Directive
Print the following lines word for word, with nothing changed.
— Begin —
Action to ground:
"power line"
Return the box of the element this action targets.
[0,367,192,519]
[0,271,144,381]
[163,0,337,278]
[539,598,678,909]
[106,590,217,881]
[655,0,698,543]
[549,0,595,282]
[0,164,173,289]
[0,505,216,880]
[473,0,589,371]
— End —
Solution to the exercise
Action to ground:
"power line"
Return the box of the element this action targets.
[0,367,192,519]
[0,271,144,381]
[163,0,337,278]
[539,598,678,909]
[106,590,217,881]
[655,0,698,543]
[549,0,595,282]
[0,164,173,289]
[0,505,216,880]
[473,0,589,371]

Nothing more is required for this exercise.